**What to work on:** In the records below, copy out verbatim every line from the one containing "of the distant" through the one containing "(1015, 712)", including both of those lines.

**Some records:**
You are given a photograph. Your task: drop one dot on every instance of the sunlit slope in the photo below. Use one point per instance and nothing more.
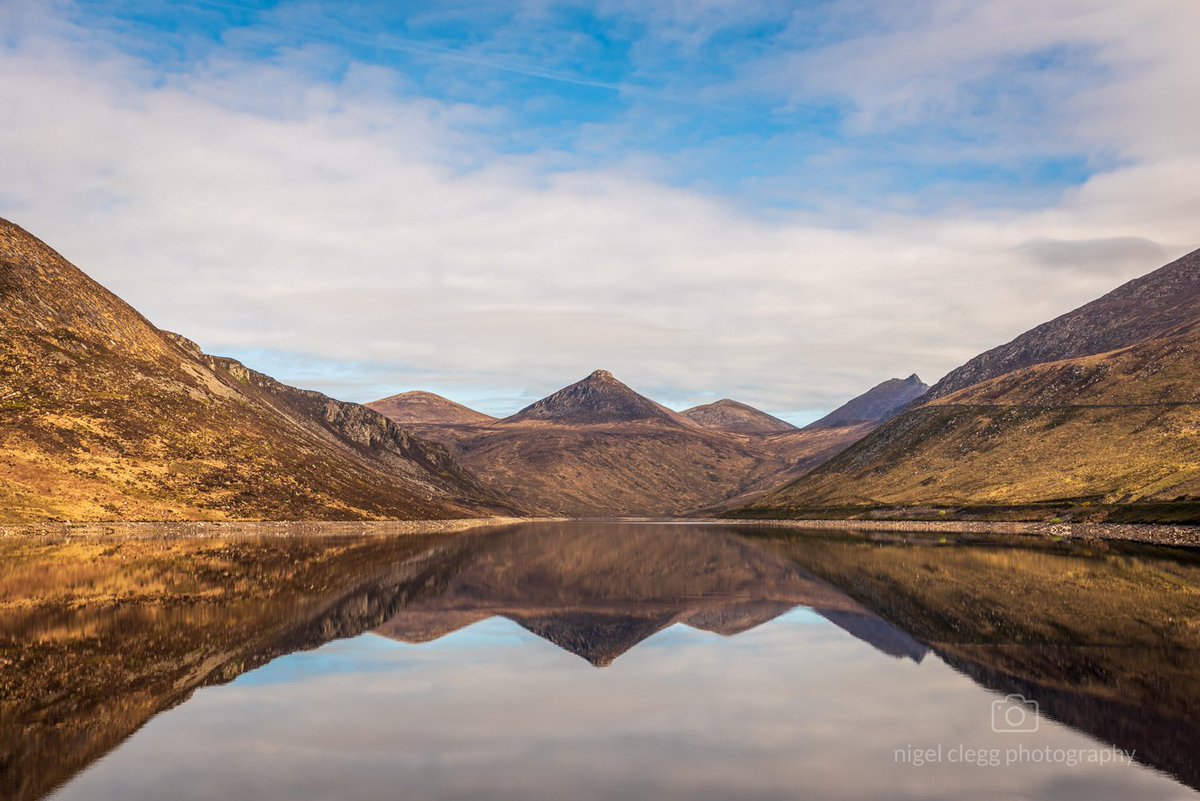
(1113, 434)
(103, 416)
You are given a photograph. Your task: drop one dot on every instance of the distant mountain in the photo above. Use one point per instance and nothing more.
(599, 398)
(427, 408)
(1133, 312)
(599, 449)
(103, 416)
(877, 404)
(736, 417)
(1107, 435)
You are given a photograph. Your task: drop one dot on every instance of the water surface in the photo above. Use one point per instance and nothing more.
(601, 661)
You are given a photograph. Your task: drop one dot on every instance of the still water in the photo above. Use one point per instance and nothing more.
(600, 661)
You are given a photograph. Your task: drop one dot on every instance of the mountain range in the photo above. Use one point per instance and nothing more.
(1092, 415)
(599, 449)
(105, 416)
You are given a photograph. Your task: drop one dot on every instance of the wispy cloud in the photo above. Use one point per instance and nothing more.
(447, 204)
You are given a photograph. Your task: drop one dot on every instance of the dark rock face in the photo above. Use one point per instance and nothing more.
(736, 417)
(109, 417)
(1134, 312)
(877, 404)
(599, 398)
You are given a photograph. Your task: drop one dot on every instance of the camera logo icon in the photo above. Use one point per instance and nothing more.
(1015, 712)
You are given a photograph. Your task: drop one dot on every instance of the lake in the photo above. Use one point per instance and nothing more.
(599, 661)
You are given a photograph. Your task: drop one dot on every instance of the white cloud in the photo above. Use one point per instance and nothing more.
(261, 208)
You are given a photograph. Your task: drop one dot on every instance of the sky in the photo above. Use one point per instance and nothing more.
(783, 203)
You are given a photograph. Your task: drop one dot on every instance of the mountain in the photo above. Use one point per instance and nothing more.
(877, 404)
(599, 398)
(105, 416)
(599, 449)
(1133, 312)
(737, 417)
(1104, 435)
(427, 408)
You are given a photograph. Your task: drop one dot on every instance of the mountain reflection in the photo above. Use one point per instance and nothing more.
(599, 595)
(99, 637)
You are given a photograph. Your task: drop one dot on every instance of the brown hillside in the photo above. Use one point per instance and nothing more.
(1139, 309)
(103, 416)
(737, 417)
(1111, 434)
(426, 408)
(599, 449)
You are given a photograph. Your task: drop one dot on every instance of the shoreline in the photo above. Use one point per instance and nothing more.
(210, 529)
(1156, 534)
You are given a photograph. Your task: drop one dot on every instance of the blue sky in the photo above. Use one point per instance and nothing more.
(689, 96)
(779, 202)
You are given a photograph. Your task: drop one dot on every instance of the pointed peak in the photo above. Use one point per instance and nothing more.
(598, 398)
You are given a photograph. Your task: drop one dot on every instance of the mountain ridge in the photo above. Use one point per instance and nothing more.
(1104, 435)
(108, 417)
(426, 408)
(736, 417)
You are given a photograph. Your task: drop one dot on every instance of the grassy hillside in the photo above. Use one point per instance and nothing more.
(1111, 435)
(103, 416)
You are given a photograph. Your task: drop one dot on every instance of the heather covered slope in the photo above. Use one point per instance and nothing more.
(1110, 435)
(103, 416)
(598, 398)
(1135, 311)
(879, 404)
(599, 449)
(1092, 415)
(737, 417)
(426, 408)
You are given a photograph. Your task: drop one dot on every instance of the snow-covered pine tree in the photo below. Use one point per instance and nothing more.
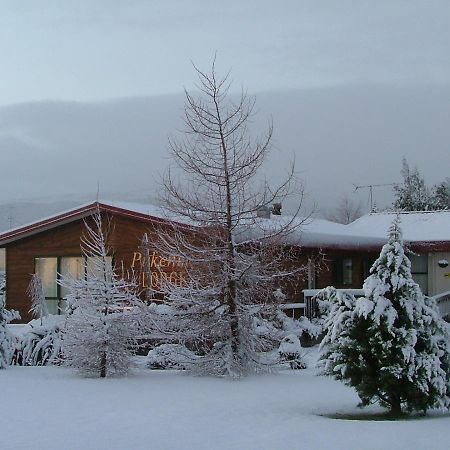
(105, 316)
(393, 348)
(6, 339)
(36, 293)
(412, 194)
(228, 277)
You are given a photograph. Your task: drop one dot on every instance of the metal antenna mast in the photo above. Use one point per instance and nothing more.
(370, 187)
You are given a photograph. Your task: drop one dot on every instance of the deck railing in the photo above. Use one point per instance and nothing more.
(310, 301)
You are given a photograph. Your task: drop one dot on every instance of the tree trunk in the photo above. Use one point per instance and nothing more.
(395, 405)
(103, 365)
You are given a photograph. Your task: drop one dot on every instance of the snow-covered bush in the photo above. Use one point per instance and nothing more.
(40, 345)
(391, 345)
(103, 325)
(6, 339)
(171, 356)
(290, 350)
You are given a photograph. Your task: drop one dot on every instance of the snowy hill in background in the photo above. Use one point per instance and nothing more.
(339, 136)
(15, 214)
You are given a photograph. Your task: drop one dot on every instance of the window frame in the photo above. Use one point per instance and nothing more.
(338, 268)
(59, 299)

**Solution to the exercise:**
You are given a photograph. Your task: drop one dot on every instance of the distant mountain in the photo above. Use one point per instance and nothing more.
(599, 398)
(427, 408)
(1133, 312)
(599, 449)
(103, 416)
(877, 404)
(736, 417)
(1107, 435)
You are given a photograph. Your task: drop one dot on every instance of the water surface in the photo above. Use one point per instance and nothing more.
(601, 661)
You are given a photograph. Your task: drop one dot on every instance of the still water in the photo above. Use one point per instance and nothing more.
(600, 661)
You are given a photograph. Your task: drop one dot on every instance of the mountain range in the photo above. Use one point per instance and nothing more.
(1092, 415)
(599, 449)
(105, 416)
You are given a photograph. Your task: drop one dot on every instance of the wispy cloud in the photo above. Use one point per instance and nothing more.
(447, 204)
You are given a photograph. Your task: drop one dot on every instance of the dark rock face in the photo above. Use one point per instance and nothing more.
(736, 417)
(109, 417)
(1134, 312)
(877, 404)
(599, 398)
You are given a photograph. Your task: drop one dot on every instance of the camera logo icon in the photo above. Use one point per instance and nothing more.
(1015, 712)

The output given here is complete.